_JOB_: Take the line that contains "Would you mind spotting the collage" as the first and the last line of the material as the final one; set down exactly the lines in that span.

[Records contained in a dataset]
begin

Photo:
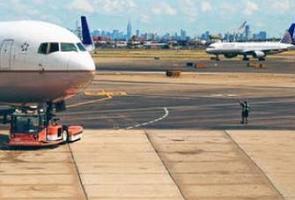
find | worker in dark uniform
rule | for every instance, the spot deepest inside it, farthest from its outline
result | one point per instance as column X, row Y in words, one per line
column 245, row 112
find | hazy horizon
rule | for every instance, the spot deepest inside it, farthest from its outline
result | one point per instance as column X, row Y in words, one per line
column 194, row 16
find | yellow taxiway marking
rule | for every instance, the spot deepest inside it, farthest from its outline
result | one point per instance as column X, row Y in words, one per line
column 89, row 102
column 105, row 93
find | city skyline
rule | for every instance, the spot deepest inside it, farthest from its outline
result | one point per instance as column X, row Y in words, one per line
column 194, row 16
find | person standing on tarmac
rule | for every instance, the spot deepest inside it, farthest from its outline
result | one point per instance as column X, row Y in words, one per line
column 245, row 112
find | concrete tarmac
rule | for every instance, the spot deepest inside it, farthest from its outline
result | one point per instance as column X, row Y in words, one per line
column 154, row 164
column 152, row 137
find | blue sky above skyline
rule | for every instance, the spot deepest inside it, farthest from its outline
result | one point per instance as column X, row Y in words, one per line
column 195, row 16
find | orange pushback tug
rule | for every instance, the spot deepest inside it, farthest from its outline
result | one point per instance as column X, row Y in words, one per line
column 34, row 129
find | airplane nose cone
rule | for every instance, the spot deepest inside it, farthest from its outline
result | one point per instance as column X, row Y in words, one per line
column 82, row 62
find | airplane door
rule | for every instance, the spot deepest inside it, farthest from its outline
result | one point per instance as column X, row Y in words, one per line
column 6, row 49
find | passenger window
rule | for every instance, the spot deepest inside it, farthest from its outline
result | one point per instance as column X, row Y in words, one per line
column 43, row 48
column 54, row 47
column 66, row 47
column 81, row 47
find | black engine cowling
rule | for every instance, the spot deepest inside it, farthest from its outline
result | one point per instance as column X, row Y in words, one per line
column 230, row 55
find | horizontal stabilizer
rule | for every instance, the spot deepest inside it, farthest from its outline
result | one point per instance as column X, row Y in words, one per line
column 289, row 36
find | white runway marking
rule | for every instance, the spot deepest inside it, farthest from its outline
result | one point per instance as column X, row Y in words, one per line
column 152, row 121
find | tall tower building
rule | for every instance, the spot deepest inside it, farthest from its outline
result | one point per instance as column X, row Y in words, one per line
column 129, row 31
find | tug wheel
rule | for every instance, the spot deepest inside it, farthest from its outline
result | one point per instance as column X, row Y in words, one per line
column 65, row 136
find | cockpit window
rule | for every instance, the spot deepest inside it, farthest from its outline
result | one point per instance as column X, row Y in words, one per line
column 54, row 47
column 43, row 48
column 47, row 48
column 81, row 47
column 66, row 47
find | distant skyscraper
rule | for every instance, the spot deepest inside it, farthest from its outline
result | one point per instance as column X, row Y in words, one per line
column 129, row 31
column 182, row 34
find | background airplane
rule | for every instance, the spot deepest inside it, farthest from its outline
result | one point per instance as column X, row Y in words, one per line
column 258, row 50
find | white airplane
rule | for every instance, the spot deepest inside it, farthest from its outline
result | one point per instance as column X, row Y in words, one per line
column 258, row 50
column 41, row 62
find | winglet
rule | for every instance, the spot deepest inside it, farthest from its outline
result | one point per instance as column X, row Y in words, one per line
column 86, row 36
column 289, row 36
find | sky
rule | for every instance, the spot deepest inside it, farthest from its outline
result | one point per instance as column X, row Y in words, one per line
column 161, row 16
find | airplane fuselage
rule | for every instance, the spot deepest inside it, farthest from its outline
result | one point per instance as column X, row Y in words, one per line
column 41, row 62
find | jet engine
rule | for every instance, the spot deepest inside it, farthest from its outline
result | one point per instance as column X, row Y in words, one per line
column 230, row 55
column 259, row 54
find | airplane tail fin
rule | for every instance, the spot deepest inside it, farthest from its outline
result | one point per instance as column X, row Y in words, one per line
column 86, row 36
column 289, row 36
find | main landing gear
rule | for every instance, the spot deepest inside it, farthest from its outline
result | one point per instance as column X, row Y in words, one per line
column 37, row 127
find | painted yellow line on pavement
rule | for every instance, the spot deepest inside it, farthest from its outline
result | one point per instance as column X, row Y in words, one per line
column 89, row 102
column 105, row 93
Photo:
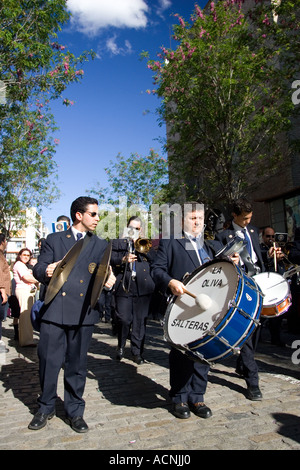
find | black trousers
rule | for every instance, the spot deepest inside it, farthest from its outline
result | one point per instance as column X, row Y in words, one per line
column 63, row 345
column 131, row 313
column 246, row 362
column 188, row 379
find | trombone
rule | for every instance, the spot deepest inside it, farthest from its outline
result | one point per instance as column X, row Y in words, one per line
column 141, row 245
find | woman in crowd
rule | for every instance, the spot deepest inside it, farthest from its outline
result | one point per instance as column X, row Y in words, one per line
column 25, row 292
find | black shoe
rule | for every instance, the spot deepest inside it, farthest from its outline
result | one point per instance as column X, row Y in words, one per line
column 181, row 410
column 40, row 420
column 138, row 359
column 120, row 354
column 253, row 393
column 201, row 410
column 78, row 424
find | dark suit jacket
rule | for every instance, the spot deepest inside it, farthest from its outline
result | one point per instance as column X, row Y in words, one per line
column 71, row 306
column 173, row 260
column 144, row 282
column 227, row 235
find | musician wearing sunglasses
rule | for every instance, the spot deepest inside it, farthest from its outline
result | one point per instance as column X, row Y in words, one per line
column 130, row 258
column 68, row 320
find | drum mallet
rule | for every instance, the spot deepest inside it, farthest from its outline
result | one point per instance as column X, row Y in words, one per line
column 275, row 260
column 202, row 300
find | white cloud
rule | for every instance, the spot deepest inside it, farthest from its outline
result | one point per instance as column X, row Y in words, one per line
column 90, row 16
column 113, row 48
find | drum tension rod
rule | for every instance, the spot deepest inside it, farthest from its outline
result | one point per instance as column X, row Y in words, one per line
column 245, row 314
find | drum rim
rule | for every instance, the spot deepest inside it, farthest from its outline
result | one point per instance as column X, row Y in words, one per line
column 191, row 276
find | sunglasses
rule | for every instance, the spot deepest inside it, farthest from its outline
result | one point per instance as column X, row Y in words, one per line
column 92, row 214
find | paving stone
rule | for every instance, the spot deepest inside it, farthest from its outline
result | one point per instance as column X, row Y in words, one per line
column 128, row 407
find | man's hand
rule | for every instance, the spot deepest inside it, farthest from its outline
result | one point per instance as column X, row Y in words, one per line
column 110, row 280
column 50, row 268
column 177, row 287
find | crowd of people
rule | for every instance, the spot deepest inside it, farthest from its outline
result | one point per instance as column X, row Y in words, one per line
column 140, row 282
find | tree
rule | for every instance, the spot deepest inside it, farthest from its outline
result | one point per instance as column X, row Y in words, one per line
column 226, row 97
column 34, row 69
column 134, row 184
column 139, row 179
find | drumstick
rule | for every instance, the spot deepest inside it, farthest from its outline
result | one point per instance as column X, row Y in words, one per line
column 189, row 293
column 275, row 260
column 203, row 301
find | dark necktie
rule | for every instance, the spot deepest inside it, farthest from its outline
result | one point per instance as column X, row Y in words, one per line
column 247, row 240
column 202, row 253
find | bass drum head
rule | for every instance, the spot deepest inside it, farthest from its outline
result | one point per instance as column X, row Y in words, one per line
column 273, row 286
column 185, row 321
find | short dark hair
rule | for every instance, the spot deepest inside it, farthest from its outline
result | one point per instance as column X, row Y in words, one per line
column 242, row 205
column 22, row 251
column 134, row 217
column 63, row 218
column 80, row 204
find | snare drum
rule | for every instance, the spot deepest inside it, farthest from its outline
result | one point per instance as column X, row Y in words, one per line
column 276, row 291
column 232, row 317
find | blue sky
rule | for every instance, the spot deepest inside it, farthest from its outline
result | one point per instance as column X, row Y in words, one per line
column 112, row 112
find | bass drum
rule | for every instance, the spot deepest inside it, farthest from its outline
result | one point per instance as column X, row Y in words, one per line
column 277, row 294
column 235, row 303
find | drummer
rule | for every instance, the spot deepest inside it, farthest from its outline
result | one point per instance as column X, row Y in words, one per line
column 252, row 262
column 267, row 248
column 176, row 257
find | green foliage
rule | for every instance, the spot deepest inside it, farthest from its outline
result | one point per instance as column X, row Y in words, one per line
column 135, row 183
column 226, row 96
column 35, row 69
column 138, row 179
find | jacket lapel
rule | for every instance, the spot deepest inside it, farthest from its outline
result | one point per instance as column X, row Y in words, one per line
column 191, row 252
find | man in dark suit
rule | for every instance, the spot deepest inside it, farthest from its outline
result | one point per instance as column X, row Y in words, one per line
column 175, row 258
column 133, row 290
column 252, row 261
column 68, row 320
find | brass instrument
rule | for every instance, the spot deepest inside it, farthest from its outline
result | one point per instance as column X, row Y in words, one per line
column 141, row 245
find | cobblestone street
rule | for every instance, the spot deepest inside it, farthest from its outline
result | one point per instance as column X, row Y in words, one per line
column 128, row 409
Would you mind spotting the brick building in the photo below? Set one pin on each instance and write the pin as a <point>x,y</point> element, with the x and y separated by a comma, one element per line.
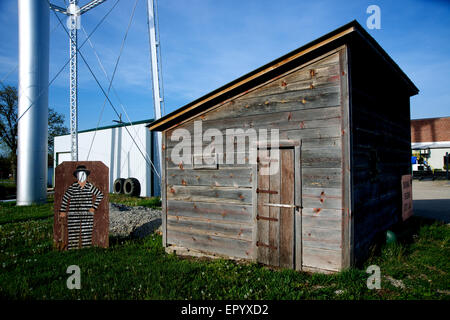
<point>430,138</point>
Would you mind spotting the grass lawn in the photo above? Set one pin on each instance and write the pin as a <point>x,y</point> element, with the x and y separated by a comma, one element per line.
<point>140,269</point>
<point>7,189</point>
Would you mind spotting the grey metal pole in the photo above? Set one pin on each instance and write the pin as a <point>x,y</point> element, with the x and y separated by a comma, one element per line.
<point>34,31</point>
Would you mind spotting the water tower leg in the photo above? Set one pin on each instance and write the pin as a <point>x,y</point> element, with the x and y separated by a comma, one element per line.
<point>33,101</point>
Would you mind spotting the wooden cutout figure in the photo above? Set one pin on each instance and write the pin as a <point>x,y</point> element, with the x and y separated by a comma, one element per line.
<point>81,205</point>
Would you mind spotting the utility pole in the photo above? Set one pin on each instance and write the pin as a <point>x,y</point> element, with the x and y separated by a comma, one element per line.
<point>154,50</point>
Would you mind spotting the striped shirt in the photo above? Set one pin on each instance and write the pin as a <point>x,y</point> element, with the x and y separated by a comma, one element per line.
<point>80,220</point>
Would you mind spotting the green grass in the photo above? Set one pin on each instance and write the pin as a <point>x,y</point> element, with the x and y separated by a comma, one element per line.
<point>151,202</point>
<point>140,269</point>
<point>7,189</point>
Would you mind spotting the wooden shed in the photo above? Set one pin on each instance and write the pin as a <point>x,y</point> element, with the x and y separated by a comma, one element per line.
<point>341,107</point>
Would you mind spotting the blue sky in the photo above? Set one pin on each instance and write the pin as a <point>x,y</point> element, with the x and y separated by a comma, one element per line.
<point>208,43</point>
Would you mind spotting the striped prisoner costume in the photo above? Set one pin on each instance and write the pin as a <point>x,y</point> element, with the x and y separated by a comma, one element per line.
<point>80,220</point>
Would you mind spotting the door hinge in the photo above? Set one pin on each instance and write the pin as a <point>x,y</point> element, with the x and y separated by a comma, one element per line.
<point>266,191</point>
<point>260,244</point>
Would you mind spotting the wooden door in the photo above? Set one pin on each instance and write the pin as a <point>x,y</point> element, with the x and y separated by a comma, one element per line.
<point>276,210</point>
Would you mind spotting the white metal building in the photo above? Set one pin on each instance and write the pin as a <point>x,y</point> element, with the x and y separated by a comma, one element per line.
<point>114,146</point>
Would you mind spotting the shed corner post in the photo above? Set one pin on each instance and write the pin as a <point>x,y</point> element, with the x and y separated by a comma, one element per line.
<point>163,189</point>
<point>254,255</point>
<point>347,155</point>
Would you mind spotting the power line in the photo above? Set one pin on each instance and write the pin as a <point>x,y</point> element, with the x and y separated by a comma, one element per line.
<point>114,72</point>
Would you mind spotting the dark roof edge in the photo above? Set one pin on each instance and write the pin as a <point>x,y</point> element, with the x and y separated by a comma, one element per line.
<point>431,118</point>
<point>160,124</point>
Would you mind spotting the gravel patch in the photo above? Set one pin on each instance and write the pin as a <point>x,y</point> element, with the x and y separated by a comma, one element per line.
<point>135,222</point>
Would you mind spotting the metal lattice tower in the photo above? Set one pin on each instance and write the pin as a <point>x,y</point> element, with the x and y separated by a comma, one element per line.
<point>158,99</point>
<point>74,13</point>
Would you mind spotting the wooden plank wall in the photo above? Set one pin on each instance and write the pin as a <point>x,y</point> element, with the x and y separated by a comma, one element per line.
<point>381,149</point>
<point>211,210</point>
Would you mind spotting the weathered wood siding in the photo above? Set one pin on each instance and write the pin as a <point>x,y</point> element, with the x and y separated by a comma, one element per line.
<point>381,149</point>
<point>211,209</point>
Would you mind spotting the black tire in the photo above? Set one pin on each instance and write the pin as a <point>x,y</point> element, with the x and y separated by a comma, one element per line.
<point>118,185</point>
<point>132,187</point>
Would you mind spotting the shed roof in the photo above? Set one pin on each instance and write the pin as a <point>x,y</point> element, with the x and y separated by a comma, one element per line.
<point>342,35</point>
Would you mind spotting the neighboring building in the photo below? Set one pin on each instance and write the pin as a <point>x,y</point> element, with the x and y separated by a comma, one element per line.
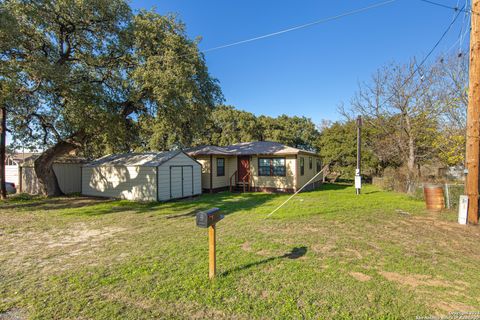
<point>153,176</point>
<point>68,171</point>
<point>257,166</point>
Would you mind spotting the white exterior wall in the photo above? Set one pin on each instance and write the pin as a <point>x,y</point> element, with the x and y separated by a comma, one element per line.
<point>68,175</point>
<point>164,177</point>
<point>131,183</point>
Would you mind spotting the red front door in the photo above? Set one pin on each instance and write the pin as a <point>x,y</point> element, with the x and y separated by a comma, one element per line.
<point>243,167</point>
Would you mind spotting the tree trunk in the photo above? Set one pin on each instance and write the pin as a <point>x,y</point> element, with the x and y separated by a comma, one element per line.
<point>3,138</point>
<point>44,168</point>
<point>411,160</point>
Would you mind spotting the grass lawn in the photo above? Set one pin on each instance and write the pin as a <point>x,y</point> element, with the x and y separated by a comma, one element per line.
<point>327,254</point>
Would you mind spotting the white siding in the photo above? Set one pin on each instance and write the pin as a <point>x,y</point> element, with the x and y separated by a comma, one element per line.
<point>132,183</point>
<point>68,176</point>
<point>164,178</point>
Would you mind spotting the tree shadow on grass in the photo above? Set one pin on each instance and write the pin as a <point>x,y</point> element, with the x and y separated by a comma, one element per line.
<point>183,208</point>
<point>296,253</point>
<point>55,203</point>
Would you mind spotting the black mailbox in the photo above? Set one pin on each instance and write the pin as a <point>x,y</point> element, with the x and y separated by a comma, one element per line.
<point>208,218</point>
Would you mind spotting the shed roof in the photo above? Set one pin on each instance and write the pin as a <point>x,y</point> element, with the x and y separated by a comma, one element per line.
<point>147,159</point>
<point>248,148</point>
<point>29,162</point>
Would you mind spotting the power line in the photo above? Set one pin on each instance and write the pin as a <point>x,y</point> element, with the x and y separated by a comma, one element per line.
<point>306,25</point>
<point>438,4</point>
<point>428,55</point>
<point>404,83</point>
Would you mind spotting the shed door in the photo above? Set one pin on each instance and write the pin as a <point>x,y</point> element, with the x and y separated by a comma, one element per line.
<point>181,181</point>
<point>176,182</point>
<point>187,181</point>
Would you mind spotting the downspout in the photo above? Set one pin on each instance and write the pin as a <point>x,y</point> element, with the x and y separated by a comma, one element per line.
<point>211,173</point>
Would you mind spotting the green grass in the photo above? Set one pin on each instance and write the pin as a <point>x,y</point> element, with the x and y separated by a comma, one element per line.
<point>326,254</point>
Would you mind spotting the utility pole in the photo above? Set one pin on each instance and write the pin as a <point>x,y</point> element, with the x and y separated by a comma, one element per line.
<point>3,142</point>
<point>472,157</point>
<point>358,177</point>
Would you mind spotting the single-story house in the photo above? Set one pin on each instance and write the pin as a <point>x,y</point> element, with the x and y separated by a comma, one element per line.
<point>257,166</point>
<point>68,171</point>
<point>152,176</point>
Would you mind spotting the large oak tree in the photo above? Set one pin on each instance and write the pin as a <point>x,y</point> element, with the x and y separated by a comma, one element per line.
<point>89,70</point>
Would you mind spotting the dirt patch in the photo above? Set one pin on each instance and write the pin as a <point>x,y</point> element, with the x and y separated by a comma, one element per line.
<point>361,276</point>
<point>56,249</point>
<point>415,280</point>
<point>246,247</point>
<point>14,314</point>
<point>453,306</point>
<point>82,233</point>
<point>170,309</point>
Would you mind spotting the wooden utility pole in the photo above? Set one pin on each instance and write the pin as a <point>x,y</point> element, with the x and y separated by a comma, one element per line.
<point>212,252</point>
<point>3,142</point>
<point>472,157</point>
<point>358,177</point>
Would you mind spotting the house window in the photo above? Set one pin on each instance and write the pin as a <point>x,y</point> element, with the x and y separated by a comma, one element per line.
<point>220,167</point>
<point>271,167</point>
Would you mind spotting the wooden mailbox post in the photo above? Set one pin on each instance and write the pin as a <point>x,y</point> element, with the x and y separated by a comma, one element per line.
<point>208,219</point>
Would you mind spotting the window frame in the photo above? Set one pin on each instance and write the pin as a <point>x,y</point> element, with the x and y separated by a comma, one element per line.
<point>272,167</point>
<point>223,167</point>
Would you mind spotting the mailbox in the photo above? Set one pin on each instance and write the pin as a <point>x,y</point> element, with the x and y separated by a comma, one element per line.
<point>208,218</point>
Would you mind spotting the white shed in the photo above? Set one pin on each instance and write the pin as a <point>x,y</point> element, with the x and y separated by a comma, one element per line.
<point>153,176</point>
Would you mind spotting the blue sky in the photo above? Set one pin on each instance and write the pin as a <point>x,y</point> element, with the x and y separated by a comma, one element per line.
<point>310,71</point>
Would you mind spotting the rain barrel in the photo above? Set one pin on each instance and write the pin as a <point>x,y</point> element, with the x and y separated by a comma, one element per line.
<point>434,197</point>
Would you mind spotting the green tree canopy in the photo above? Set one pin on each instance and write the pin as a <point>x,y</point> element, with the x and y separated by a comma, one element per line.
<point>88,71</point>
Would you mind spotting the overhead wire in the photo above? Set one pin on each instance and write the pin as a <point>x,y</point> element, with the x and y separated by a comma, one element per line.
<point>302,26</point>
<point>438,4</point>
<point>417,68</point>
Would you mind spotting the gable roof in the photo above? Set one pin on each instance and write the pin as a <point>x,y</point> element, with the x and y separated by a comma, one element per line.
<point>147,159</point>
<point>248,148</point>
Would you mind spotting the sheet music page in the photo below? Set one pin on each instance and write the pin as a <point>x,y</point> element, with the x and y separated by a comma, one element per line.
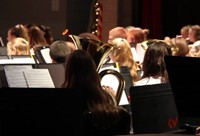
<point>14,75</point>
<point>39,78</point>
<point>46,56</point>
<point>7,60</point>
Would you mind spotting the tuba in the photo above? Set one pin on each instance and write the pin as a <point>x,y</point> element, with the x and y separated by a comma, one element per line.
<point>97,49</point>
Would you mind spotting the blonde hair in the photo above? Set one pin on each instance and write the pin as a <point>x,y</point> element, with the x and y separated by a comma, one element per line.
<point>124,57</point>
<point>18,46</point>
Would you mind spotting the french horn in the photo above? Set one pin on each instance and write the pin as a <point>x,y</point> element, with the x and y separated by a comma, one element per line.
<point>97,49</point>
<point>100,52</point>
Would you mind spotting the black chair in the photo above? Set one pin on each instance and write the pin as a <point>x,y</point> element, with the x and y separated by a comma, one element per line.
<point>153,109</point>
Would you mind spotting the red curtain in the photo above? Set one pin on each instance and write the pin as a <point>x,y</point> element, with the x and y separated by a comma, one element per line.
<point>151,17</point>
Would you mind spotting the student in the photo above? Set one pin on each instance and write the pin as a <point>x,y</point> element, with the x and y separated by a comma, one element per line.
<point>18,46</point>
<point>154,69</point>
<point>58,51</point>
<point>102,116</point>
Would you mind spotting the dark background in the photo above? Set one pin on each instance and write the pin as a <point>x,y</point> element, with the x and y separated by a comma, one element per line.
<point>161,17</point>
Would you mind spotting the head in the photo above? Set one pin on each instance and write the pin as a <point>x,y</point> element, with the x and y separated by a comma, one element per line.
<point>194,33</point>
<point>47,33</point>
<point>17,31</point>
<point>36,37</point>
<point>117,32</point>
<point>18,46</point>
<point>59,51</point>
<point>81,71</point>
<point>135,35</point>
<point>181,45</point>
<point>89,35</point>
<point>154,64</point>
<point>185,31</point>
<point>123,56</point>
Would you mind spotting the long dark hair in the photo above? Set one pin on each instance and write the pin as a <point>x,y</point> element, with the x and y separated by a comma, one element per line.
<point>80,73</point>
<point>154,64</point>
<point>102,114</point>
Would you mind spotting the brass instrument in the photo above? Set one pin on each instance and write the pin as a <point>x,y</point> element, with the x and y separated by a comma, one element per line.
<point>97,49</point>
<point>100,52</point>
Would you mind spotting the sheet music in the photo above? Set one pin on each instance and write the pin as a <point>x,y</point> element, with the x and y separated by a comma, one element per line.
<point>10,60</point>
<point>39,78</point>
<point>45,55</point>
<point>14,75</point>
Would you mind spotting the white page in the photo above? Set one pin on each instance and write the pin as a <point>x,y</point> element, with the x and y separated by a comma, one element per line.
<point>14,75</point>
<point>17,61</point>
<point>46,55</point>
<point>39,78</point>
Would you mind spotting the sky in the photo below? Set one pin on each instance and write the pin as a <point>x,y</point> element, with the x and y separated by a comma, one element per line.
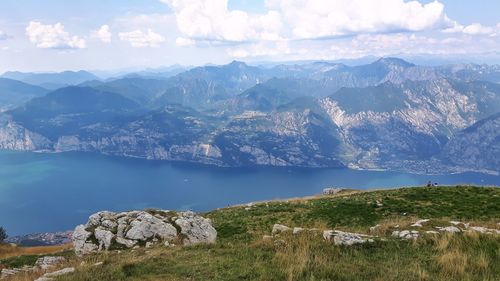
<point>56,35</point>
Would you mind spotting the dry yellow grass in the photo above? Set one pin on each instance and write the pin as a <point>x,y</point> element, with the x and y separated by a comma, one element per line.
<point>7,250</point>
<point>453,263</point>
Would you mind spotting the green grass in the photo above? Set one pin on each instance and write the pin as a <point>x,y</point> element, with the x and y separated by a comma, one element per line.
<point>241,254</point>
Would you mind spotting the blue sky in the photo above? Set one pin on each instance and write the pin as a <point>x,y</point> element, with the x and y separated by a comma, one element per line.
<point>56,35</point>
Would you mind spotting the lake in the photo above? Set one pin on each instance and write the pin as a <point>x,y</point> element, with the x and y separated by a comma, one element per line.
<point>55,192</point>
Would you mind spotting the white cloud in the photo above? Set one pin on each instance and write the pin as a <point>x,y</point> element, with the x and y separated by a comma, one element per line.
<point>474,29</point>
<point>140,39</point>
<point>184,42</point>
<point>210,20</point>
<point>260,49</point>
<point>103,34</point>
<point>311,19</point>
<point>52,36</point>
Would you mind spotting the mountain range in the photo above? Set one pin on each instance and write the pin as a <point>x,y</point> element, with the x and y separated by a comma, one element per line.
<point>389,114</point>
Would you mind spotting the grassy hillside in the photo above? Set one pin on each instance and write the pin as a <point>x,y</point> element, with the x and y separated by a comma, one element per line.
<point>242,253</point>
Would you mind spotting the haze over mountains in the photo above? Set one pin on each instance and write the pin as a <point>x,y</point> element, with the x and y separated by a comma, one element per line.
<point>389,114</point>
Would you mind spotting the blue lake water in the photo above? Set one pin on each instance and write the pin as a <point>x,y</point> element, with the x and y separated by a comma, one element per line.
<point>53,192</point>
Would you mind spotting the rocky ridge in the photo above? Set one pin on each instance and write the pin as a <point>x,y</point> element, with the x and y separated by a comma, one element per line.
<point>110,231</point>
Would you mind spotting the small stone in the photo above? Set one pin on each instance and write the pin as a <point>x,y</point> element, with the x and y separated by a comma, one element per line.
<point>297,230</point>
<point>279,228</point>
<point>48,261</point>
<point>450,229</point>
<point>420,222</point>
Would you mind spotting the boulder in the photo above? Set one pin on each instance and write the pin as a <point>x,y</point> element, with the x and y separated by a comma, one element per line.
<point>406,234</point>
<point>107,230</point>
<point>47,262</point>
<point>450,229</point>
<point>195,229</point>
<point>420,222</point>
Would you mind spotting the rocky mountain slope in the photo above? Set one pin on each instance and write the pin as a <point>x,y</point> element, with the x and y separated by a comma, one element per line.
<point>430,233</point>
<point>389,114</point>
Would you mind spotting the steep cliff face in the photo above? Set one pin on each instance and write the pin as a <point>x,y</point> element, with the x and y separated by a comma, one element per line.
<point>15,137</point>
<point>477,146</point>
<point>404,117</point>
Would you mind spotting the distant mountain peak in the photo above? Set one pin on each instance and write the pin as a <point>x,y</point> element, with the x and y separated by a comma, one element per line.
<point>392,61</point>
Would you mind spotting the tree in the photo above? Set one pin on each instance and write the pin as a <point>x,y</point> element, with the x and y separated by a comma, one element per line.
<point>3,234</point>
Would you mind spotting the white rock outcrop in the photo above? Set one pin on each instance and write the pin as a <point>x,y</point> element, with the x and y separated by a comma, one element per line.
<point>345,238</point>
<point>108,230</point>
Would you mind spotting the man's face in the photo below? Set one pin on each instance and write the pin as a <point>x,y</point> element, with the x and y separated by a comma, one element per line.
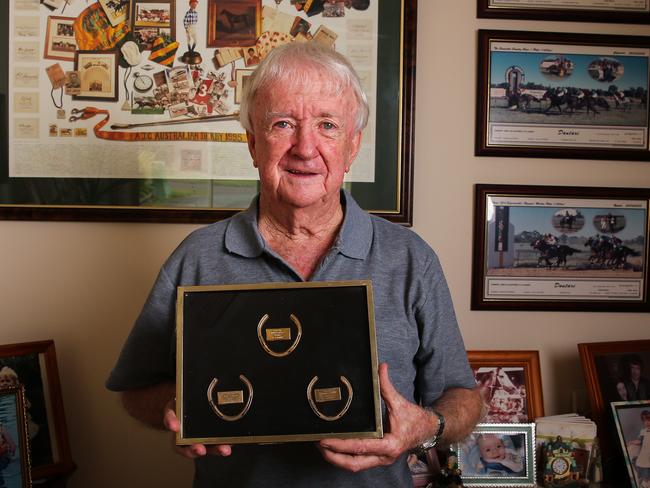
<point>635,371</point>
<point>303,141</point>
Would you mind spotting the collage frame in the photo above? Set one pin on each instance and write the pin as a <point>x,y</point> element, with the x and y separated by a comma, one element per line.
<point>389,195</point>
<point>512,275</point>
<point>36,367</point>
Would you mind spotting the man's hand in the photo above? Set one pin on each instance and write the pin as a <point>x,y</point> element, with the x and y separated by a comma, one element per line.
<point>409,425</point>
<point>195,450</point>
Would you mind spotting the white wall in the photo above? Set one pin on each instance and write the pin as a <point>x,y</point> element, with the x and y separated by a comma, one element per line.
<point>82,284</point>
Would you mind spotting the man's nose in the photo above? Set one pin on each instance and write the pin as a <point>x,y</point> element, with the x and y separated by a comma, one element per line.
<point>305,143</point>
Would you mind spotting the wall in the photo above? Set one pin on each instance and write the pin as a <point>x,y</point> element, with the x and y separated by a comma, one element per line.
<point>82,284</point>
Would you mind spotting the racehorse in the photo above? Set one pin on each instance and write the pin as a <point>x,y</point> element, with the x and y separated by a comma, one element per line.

end

_SOLUTION TO THIS EXERCISE_:
Would you mind spotting the collage frame in the photo above? Set one pin on each instance and write the pin as a <point>x,y</point> element, with the x and y separated by a comma, one element per line.
<point>389,195</point>
<point>512,275</point>
<point>36,367</point>
Would you mind spotting the man's hand in the photo above? Set one pin on each instance and write the pin as a <point>x,y</point> element, with the x and y separated by a comma, one element per line.
<point>409,425</point>
<point>195,450</point>
Would you mind spotting the white wall in the photo above? Set one pin on each instance and write the pin as a <point>x,y</point> element, with the x and y separated by a comma, one element per line.
<point>82,284</point>
Would you mind spotting the man's nose in the photo above? Set one pin on each instance and write the pin as a <point>x,y</point> element, with the x and y separated by a comma, one element per line.
<point>305,143</point>
Would you mind spotting the wall in the photo above? Set one pin on each instance and write the pin as a <point>x,y</point> element, with the x and y separated by a comma, one element per line.
<point>82,284</point>
Would you mind spotting the racehorse in the photo above? Set one pin on each instance and write the pin as a <point>x,y</point> element, with the x and y separated by a comma, one element per line.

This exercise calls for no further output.